**TEXT FOR ANALYSIS:**
More’s Father Brown doesn’t so much melt into the background as merge with the woodwork of the scenery – this being the 1970s, when filming on location was a rarity and it must have been nigh on impossible for British homeowners to find a carpenter since they were all busy in television studios recreating everything from (in Father Brown‘s case) an ocean liner dining room to toffs’ country piles.
All those artificial sets give Father Brown (like most series of the period) the look and feel of repertory theatre, and that look and feel seems to have infected the actors, many of whom have had perfectly respectable careers but here overplay as though they were still treading the boards eight days a week at some theatrical fleapit in the back end of nowhere. (Worst offender: Graham Crowden, so good as Jock McCannon in A Very Peculiar Practice.)
It is a credit to the wit and ingenuity of Chesterton’s original stories, and the theological themes they draw on and bat back and forth (you don’t get that in Agatha Christie), that one can see through the mess More and co make of Father Brown to the series it could still be if anyone were bold enough to have another go.
Come on, someone.
If Moffat – along with his co-creator, The League of Gentlemen‘s Mark Gatiss – can find yet another way to repackage Sherlock Holmes, and Jennifer Garner can be cast as Miss Marple (or will it be Ms Marple?), surely anything is possible.
Moffat and Gatiss’s Sherlock is good, but not quite as clever as it thinks it is and as people keep telling it it is.
A Study in Pink (geddit?) is the first and far and away the best of the three 90-minute films (and these are very much films: we couldn’t be farther away from the studio-bound 1970s than here, where it is location location location, a deliberate attempt to “fetishize modern London”, as Gatiss says in one of the DVD extras).
The success of this first film is in no small part because it is hugely entertaining seeing how they set up the conceit of Holmes in the 21st century, and they do it so well. (There is also a brilliantly gauged performance from the always dependable Phil Davis.)
But once we are over that, although there is still much to enjoy, with lots of neat nods and winks and a good running joke about everyone taking Holmes and Dr Watson for a gay couple, Sherlock isn’t as far removed as it ought to be from all those other police procedurals clogging up TV schedules.
Instead of raising the game of current detectives, in many ways it drags Holmes down to their level.

**ASSIGNMENT 1:** List every fictional character named in the review.
**ASSIGNMENT 2:** Repeat the part of the review starting with "Come on, someone." and going on through "anything is possible.".
**ASSIGNMENT 3:** According to the review, how long is each of the three Sherlock films?
The data that comes next has no connection to the review above.

**SUPPLIED DATA:**

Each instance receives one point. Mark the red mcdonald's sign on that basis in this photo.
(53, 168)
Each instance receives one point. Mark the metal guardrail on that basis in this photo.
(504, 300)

**TASK ANSWER 1:** Father Brown, Jock McCannon, Sherlock Holmes, Miss Marple, Dr Watson

**TASK ANSWER 2:**
Come on, someone.
If Moffat – along with his co-creator, The League of Gentlemen‘s Mark Gatiss – can find yet another way to repackage Sherlock Holmes, and Jennifer Garner can be cast as Miss Marple (or will it be Ms Marple?), surely anything is possible.

**TASK ANSWER 3:** Each runs 90 minutes.